Records from a collection
################

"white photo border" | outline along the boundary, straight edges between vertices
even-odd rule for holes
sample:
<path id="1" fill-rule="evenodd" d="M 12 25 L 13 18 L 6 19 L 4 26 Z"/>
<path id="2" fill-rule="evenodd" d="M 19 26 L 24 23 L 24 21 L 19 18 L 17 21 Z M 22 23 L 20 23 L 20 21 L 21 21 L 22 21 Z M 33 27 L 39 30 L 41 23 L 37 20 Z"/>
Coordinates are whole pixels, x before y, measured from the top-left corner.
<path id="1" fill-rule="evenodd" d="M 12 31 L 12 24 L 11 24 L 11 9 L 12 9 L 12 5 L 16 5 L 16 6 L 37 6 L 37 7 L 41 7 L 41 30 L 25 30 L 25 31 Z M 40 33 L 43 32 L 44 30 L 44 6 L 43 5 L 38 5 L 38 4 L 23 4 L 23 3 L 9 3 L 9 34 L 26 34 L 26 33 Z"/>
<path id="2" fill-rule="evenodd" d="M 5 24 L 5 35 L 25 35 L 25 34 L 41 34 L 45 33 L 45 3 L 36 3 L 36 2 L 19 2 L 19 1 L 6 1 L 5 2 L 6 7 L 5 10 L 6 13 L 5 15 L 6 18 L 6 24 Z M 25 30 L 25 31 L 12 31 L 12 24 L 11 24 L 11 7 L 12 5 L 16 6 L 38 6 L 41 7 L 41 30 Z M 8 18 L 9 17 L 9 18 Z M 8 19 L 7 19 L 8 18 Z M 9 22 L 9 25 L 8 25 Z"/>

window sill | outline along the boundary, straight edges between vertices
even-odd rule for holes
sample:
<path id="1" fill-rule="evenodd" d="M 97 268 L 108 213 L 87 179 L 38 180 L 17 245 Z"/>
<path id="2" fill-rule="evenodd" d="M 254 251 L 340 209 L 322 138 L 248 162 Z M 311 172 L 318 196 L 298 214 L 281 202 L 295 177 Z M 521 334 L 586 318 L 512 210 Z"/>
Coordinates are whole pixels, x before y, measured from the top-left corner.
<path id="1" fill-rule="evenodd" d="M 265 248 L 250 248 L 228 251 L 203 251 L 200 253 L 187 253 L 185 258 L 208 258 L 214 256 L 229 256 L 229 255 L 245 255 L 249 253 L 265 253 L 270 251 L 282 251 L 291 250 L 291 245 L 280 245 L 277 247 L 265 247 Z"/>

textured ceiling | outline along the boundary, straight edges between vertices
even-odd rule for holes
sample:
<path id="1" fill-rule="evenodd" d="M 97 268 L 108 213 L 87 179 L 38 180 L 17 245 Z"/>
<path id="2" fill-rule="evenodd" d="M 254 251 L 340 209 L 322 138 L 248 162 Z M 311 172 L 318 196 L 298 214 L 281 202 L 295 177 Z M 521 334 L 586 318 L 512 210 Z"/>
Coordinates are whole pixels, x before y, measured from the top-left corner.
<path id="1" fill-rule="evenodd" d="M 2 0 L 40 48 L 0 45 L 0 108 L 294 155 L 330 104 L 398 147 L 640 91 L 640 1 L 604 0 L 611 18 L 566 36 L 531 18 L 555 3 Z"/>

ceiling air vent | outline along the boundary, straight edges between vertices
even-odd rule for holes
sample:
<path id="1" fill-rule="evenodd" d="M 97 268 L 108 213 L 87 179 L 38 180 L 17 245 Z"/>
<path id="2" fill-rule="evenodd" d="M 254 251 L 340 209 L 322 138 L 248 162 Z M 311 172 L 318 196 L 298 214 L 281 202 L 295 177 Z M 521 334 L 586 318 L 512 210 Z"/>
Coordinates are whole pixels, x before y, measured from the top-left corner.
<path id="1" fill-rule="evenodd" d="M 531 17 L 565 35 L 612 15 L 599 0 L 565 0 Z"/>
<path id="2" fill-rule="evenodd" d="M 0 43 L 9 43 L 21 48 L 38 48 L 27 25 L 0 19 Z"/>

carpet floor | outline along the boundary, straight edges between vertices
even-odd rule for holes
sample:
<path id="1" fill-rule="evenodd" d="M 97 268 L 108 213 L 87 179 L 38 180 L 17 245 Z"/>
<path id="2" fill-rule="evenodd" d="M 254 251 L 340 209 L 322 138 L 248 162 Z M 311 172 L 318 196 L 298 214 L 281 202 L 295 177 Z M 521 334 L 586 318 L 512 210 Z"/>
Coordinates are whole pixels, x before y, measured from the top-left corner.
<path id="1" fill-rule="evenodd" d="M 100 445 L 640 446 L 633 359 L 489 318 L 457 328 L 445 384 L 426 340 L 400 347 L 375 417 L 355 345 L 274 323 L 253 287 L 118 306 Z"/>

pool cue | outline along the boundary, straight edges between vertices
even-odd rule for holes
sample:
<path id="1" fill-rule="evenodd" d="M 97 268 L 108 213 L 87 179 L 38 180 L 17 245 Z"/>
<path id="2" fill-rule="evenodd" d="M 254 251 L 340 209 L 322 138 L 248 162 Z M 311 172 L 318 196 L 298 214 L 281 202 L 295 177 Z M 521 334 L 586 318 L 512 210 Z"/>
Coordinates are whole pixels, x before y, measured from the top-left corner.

################

_WHAT THE TASK ASKS_:
Rewrite all of the lines above, changing "straight edges between vertices" to "straight segments between vertices" wherever it appears and leaving everything else unchanged.

_FULL RESPONSE_:
"white photo border" | outline along the boundary, straight segments between vertices
even-odd rule for holes
sample:
<path id="1" fill-rule="evenodd" d="M 12 25 L 13 18 L 6 19 L 4 26 Z"/>
<path id="2" fill-rule="evenodd" d="M 19 26 L 24 23 L 24 21 L 19 18 L 17 21 Z M 22 23 L 20 23 L 20 21 L 21 21 L 22 21 Z M 33 27 L 39 30 L 41 23 L 37 20 Z"/>
Coordinates are whole pixels, x before y, measured from the top-left corner.
<path id="1" fill-rule="evenodd" d="M 12 31 L 12 24 L 11 24 L 11 9 L 12 9 L 12 5 L 16 5 L 16 6 L 37 6 L 37 7 L 41 7 L 41 30 L 25 30 L 25 31 Z M 40 33 L 43 32 L 44 30 L 44 6 L 43 5 L 38 5 L 38 4 L 23 4 L 23 3 L 9 3 L 9 34 L 26 34 L 26 33 Z"/>
<path id="2" fill-rule="evenodd" d="M 5 24 L 5 35 L 25 35 L 25 34 L 41 34 L 45 33 L 45 3 L 36 3 L 36 2 L 19 2 L 19 1 L 6 1 L 5 2 L 6 7 L 5 10 L 6 13 L 5 15 L 6 18 L 6 24 Z M 25 30 L 25 31 L 12 31 L 12 24 L 11 24 L 11 7 L 12 5 L 16 6 L 38 6 L 41 7 L 41 30 Z M 8 18 L 9 17 L 9 18 Z M 8 19 L 7 19 L 8 18 Z M 9 22 L 9 25 L 8 25 Z"/>

window sill | outline along the boundary, straight segments between vertices
even-odd rule for holes
sample:
<path id="1" fill-rule="evenodd" d="M 97 268 L 108 213 L 87 179 L 38 180 L 17 245 Z"/>
<path id="2" fill-rule="evenodd" d="M 254 251 L 340 209 L 322 138 L 248 162 Z M 311 172 L 318 196 L 298 214 L 281 202 L 295 177 Z M 521 334 L 586 318 L 512 210 Z"/>
Coordinates are whole pixels, x before y, measured from the top-left corner.
<path id="1" fill-rule="evenodd" d="M 265 248 L 250 248 L 228 251 L 203 251 L 200 253 L 187 253 L 185 258 L 208 258 L 214 256 L 229 256 L 229 255 L 245 255 L 249 253 L 265 253 L 270 251 L 282 251 L 291 250 L 291 245 L 280 245 L 277 247 L 265 247 Z"/>

textured ceiling | outline along the boundary, straight segments between vertices
even-odd rule for holes
sample:
<path id="1" fill-rule="evenodd" d="M 97 268 L 108 213 L 87 179 L 38 180 L 17 245 Z"/>
<path id="2" fill-rule="evenodd" d="M 254 251 L 340 209 L 322 138 L 248 162 Z M 311 172 L 318 196 L 298 214 L 281 202 L 295 177 Z M 521 334 L 586 318 L 512 210 Z"/>
Coordinates are whole pixels, x before y, measured from the top-left corner.
<path id="1" fill-rule="evenodd" d="M 2 0 L 40 48 L 0 45 L 0 108 L 294 155 L 330 104 L 398 147 L 640 91 L 640 1 L 604 0 L 611 18 L 566 36 L 531 18 L 555 3 Z"/>

ceiling air vent | outline along the boundary, straight segments between vertices
even-odd rule for holes
sample:
<path id="1" fill-rule="evenodd" d="M 97 268 L 108 213 L 87 179 L 38 180 L 17 245 Z"/>
<path id="2" fill-rule="evenodd" d="M 254 251 L 340 209 L 322 138 L 248 162 Z M 311 172 L 318 196 L 298 214 L 281 202 L 295 177 Z M 521 334 L 586 318 L 512 210 Z"/>
Coordinates are whole pixels, x before y, measured from the top-left corner.
<path id="1" fill-rule="evenodd" d="M 531 17 L 565 35 L 612 15 L 599 0 L 565 0 Z"/>
<path id="2" fill-rule="evenodd" d="M 0 43 L 9 43 L 21 48 L 38 48 L 27 25 L 0 19 Z"/>

carpet floor | outline along the boundary, straight segments between vertices
even-odd rule for holes
sample:
<path id="1" fill-rule="evenodd" d="M 97 268 L 108 213 L 87 179 L 38 180 L 17 245 Z"/>
<path id="2" fill-rule="evenodd" d="M 254 251 L 340 209 L 322 138 L 248 162 Z M 311 172 L 318 196 L 298 214 L 281 202 L 295 177 Z M 521 334 L 586 318 L 512 210 Z"/>
Coordinates are whole pixels, x before y, measured from the top-left corner.
<path id="1" fill-rule="evenodd" d="M 100 445 L 640 446 L 633 359 L 489 318 L 457 328 L 445 384 L 426 340 L 400 347 L 375 417 L 355 345 L 274 323 L 253 287 L 118 306 Z"/>

pool cue | outline along the boundary, straight segments between vertices
even-odd rule for holes
sample:
<path id="1" fill-rule="evenodd" d="M 97 268 L 108 213 L 87 179 L 38 180 L 17 245 Z"/>
<path id="2" fill-rule="evenodd" d="M 254 251 L 340 209 L 322 138 L 248 162 Z M 311 172 L 318 196 L 298 214 L 281 202 L 295 177 Z M 521 334 L 586 318 L 512 210 Z"/>
Coordinates are whole pixels, x before y, measured from the top-left corner.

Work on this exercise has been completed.